— Start MATERIAL FOR THIS EXERCISE —

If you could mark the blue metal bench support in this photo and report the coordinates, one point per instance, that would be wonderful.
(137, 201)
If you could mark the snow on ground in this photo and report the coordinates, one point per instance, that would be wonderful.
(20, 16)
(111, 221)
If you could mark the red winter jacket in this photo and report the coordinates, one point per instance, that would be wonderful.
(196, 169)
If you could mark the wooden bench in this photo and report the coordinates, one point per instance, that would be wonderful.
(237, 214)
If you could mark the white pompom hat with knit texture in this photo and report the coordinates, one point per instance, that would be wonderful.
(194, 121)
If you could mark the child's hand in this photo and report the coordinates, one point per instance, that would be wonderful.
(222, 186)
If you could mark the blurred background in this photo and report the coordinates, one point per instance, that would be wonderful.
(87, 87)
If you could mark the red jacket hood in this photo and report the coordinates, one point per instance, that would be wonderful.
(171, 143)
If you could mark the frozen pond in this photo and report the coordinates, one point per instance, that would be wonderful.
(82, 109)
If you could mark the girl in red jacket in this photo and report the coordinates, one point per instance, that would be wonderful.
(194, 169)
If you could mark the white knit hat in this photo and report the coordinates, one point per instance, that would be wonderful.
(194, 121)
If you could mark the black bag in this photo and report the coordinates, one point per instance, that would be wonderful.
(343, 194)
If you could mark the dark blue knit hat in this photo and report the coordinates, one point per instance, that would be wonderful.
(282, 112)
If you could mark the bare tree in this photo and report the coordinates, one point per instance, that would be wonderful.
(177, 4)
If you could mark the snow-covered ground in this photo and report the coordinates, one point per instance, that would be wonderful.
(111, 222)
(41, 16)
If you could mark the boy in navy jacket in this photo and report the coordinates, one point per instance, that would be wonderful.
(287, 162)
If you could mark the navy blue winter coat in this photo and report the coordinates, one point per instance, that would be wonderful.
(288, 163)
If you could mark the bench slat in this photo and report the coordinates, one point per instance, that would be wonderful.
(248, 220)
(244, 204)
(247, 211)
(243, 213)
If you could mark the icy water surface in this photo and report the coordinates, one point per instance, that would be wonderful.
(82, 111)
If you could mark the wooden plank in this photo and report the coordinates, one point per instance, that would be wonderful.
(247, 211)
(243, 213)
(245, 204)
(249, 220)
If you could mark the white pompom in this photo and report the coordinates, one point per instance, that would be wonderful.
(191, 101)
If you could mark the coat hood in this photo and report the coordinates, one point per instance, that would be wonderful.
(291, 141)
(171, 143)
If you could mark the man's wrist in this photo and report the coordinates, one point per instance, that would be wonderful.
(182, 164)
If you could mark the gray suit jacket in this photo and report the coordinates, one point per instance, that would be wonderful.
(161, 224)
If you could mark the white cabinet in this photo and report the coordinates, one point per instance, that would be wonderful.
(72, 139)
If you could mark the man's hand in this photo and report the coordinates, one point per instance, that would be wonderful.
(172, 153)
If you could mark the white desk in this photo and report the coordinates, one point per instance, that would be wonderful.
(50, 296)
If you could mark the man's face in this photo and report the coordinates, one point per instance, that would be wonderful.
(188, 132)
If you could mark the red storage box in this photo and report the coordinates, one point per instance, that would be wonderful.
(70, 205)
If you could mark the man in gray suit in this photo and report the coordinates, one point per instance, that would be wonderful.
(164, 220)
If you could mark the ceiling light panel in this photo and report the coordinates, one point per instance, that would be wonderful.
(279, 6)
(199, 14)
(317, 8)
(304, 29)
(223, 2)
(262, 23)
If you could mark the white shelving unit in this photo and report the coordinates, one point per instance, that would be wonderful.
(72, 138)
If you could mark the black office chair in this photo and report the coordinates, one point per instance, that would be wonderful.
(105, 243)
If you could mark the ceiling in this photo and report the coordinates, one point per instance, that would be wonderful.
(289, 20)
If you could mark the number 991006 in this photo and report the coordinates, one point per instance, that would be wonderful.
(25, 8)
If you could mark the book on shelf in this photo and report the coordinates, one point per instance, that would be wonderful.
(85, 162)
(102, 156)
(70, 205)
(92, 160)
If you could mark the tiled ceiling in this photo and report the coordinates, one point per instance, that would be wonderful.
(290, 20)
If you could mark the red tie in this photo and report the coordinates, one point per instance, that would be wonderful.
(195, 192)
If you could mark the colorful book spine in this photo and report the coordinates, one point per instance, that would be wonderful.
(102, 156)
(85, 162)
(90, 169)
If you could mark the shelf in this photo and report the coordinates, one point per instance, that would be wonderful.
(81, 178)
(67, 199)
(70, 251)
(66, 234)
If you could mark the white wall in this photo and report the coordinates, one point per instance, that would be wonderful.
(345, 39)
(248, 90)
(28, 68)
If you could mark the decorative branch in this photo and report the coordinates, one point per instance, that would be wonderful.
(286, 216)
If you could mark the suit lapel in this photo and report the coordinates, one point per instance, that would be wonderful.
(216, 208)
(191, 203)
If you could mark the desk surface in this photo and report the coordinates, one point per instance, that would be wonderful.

— End MATERIAL FOR THIS EXERCISE —

## [REQUIREMENTS]
Begin at the line containing "If you could mark the tiled" and reproduce each line through the end of the records above.

## [TASK SOLUTION]
If you could mark the tiled ceiling in this photo and report the coordinates, one point per instance, that would be wonderful.
(290, 20)
If you could mark the red tie in this photo and report the coordinates, one point per instance, that would be wonderful.
(195, 192)
If you could mark the colorful book spine in this photo and report the coordinates, one point per instance, that would be wonderful.
(102, 156)
(85, 162)
(90, 169)
If you could mark the shelf in this photo and report the coordinates, one point per instance, that would be wonderful.
(81, 178)
(67, 199)
(70, 251)
(66, 234)
If you could mark the white wall in this photo and report the coordinates, one point per instance, that would be wonderful.
(345, 39)
(248, 90)
(28, 68)
If you could mark the decorative branch in this photo and report the coordinates, one point per instance, that would be wonderful.
(286, 216)
If you could mark the suit lapel in this photo and report the coordinates, one point per instance, that would be wonderful.
(216, 208)
(191, 203)
If you could mark the desk surface in this photo and report the coordinates, one point per instance, that would be wonderful.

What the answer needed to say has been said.